* Exercise prompt
Take the lines from the beginning of the material through the line containing "Tag a single point on each instance of the bare" and retype them exactly, leaving the pictures out.

++++ Information provided

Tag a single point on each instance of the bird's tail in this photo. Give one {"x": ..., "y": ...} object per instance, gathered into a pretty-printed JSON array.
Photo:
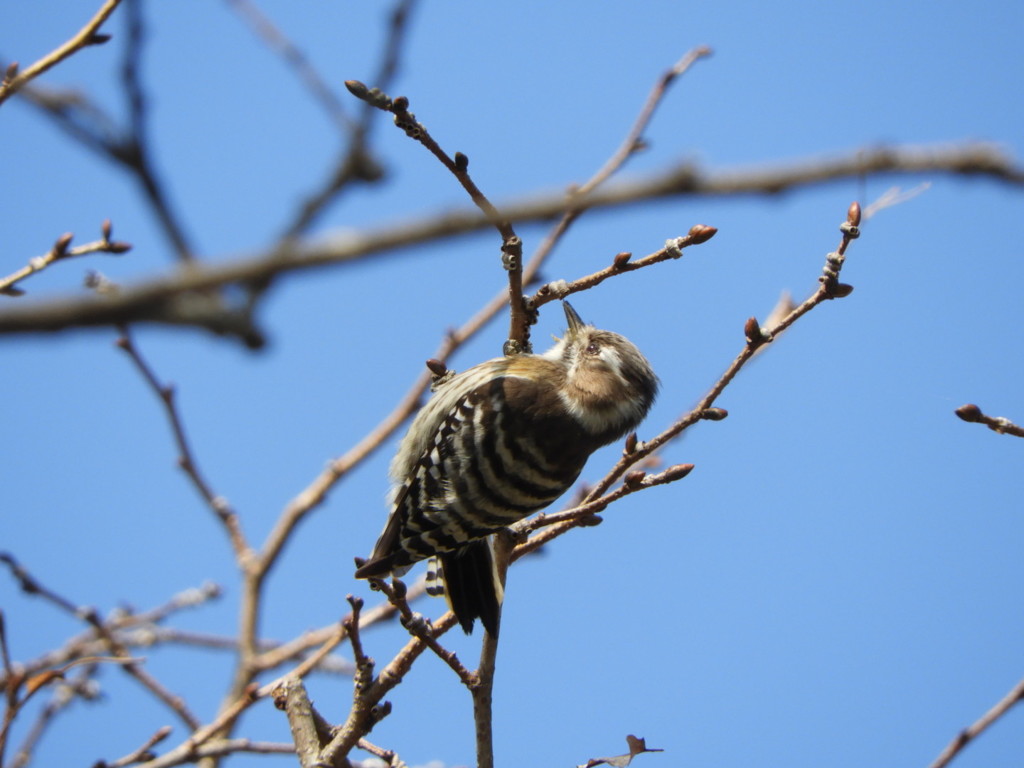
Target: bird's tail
[{"x": 469, "y": 580}]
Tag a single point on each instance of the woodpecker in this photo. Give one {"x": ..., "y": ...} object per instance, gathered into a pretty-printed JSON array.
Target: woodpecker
[{"x": 498, "y": 442}]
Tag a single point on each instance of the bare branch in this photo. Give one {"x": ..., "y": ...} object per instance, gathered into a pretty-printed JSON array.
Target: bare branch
[
  {"x": 59, "y": 252},
  {"x": 164, "y": 299},
  {"x": 963, "y": 738},
  {"x": 262, "y": 26},
  {"x": 87, "y": 36},
  {"x": 518, "y": 340},
  {"x": 973, "y": 414},
  {"x": 355, "y": 163},
  {"x": 186, "y": 460},
  {"x": 620, "y": 265}
]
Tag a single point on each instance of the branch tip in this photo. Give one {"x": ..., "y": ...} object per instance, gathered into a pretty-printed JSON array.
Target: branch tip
[
  {"x": 714, "y": 414},
  {"x": 969, "y": 413},
  {"x": 853, "y": 214},
  {"x": 701, "y": 233}
]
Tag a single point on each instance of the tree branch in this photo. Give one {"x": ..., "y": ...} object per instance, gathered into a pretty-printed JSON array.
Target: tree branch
[
  {"x": 88, "y": 35},
  {"x": 171, "y": 299}
]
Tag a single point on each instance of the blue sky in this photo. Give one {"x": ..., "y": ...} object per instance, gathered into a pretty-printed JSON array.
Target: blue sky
[{"x": 837, "y": 583}]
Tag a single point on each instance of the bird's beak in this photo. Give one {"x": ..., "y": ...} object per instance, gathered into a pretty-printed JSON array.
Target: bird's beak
[{"x": 576, "y": 324}]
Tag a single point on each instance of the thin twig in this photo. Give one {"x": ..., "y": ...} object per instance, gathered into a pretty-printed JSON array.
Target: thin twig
[
  {"x": 186, "y": 459},
  {"x": 518, "y": 340},
  {"x": 87, "y": 36},
  {"x": 421, "y": 628},
  {"x": 144, "y": 752},
  {"x": 634, "y": 138},
  {"x": 829, "y": 288},
  {"x": 154, "y": 300},
  {"x": 262, "y": 26},
  {"x": 131, "y": 666},
  {"x": 963, "y": 738},
  {"x": 59, "y": 252},
  {"x": 621, "y": 264},
  {"x": 356, "y": 163},
  {"x": 134, "y": 150},
  {"x": 973, "y": 414}
]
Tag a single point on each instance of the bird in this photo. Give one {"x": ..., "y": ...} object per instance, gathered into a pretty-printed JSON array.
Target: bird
[{"x": 494, "y": 444}]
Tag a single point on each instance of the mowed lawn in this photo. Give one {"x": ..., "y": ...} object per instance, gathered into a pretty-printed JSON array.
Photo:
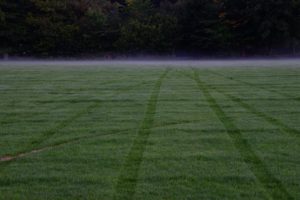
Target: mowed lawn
[{"x": 149, "y": 133}]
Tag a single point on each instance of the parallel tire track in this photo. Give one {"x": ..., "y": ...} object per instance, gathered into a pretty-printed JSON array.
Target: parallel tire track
[
  {"x": 127, "y": 180},
  {"x": 259, "y": 87},
  {"x": 36, "y": 144},
  {"x": 272, "y": 185},
  {"x": 282, "y": 126}
]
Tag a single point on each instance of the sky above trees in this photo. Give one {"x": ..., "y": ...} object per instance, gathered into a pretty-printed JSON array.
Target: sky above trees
[{"x": 157, "y": 27}]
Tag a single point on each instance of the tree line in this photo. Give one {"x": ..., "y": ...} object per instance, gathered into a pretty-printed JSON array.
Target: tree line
[{"x": 162, "y": 27}]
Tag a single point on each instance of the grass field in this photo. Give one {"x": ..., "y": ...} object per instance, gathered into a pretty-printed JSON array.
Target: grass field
[{"x": 149, "y": 133}]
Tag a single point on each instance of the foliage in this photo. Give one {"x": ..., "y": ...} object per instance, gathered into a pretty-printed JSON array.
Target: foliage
[{"x": 72, "y": 27}]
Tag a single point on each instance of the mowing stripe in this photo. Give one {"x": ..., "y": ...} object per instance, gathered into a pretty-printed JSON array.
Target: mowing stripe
[
  {"x": 287, "y": 96},
  {"x": 271, "y": 185},
  {"x": 282, "y": 126},
  {"x": 59, "y": 144},
  {"x": 36, "y": 144},
  {"x": 127, "y": 180}
]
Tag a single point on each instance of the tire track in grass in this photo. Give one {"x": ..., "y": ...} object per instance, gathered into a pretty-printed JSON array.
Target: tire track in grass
[
  {"x": 287, "y": 96},
  {"x": 59, "y": 144},
  {"x": 272, "y": 185},
  {"x": 127, "y": 180},
  {"x": 36, "y": 144},
  {"x": 275, "y": 122}
]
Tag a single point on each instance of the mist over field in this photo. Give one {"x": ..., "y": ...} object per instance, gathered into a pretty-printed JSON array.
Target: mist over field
[
  {"x": 156, "y": 63},
  {"x": 150, "y": 99}
]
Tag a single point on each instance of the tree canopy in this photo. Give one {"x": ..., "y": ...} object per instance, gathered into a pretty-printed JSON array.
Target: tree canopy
[{"x": 198, "y": 27}]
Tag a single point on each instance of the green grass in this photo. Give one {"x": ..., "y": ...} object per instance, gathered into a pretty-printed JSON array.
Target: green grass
[{"x": 149, "y": 133}]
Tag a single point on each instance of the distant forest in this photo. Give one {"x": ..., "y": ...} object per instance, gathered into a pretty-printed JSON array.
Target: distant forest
[{"x": 149, "y": 27}]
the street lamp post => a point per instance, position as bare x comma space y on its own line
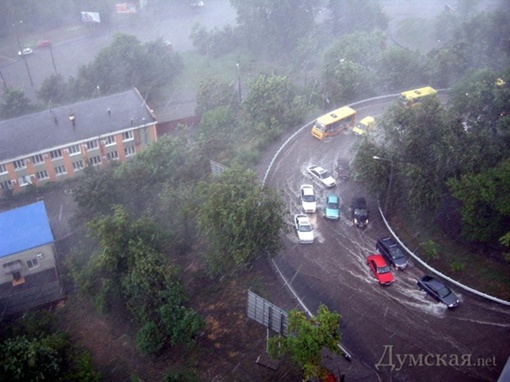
239, 82
388, 191
21, 51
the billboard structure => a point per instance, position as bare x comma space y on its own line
267, 314
125, 8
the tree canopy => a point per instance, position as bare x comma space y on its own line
240, 218
306, 340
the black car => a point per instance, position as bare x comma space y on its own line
391, 252
359, 212
343, 170
439, 291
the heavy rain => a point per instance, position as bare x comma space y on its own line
152, 154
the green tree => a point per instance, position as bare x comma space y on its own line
53, 90
213, 93
485, 203
129, 268
347, 16
15, 104
240, 218
306, 340
34, 350
270, 26
273, 105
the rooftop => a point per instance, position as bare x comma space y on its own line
24, 228
53, 128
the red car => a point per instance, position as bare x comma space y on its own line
380, 269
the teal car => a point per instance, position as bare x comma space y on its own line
332, 209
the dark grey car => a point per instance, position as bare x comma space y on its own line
439, 291
391, 252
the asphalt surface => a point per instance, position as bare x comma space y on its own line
396, 332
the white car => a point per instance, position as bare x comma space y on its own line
308, 199
304, 228
25, 52
322, 176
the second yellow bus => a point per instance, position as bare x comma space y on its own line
334, 122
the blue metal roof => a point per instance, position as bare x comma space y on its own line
24, 228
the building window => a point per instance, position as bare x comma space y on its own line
32, 263
129, 151
113, 155
60, 170
41, 175
20, 163
91, 145
127, 136
56, 154
108, 141
78, 165
6, 185
73, 150
37, 159
24, 180
94, 161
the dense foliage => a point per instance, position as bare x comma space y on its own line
33, 349
306, 339
241, 220
129, 267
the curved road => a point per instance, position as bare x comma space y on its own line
395, 333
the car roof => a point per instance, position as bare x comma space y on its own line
317, 168
388, 241
378, 260
302, 218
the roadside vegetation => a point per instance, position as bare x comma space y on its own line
449, 162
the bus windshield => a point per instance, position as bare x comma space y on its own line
414, 97
334, 122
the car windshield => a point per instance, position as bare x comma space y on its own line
443, 291
309, 198
333, 205
396, 253
360, 212
384, 269
305, 228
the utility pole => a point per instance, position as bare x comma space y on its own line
21, 51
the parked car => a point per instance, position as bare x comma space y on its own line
364, 126
359, 212
392, 252
308, 200
332, 208
439, 291
25, 52
343, 170
303, 228
44, 44
380, 269
322, 176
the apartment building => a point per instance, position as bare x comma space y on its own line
58, 143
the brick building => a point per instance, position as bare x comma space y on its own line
58, 143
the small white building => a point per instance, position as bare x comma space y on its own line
29, 276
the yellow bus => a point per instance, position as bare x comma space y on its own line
334, 122
414, 97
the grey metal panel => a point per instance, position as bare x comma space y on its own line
267, 314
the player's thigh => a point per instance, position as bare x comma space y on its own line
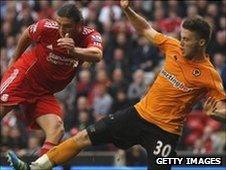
11, 91
159, 144
121, 129
48, 114
4, 110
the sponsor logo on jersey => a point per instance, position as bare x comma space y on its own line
33, 28
58, 60
86, 30
51, 24
50, 47
196, 72
174, 81
4, 97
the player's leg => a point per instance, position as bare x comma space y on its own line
63, 152
48, 115
158, 144
114, 128
53, 127
4, 110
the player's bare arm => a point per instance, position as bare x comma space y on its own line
22, 45
90, 54
215, 109
140, 24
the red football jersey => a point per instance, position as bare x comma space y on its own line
47, 64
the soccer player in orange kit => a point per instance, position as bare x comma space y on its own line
156, 121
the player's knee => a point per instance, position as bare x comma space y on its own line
56, 129
82, 138
4, 111
59, 128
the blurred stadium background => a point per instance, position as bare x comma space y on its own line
129, 66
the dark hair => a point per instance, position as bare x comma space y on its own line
70, 11
198, 25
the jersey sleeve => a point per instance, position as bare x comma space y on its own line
215, 88
36, 30
166, 43
94, 40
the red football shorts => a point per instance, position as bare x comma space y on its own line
18, 90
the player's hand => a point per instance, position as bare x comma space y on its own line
67, 43
124, 4
210, 106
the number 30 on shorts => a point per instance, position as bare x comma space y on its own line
163, 150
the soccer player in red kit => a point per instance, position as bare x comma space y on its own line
34, 75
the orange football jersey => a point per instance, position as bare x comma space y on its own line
179, 85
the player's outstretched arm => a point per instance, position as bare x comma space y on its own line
139, 23
89, 54
22, 45
215, 109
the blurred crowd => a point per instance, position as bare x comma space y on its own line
129, 66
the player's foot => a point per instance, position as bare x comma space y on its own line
15, 162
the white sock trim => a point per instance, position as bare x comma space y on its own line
41, 163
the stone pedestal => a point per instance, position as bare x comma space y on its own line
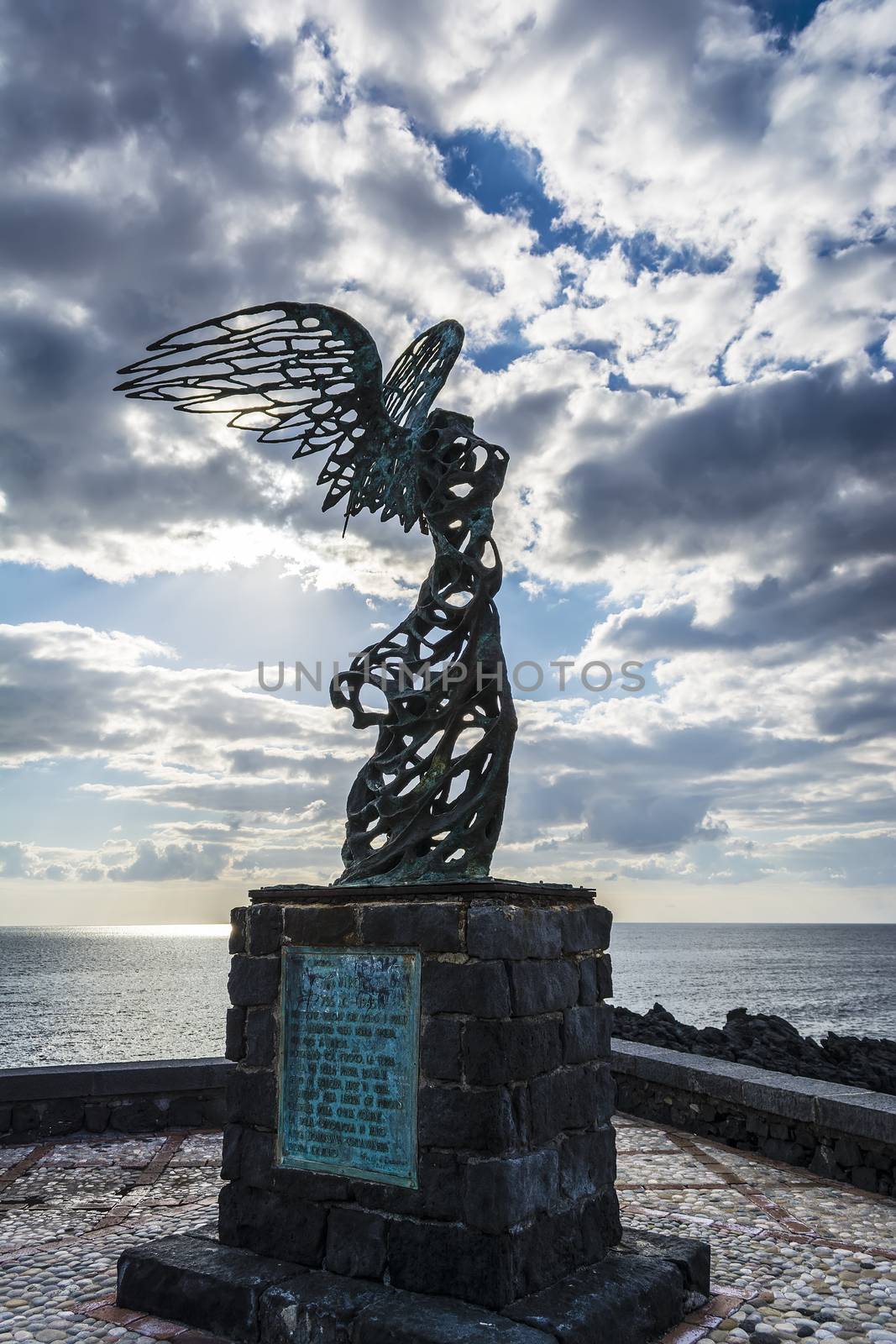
511, 1206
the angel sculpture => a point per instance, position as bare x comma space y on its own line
427, 806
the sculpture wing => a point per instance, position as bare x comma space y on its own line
291, 373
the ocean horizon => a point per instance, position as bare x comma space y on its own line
125, 992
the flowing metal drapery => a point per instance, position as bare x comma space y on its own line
427, 806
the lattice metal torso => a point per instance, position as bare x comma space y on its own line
430, 801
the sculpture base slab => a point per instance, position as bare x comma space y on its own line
636, 1294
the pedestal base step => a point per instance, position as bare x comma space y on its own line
641, 1289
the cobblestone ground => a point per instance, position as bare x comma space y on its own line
793, 1257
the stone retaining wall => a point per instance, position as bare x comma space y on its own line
840, 1133
125, 1099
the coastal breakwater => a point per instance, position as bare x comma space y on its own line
837, 1132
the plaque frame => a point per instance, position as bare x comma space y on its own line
402, 1175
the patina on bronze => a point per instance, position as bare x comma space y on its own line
427, 806
348, 1062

++++++++

* Response area
Tag a single point on each instance of the bird's tail in this photo. Give one {"x": ..., "y": ...} object per instance, gathered into a pretty-printed JSON array.
Photo:
Target: bird's tail
[{"x": 469, "y": 580}]
Tag a single point on each instance of the woodpecker in this photo. Give one {"x": ..., "y": ...} object per instance, gathered into a pretty-printed JSON array.
Target: woodpecker
[{"x": 498, "y": 442}]
Tag a single point on each instance of the bare branch in this photo. Give one {"x": ..., "y": ...} object per instance, gathered into a pretty-printed JSON array.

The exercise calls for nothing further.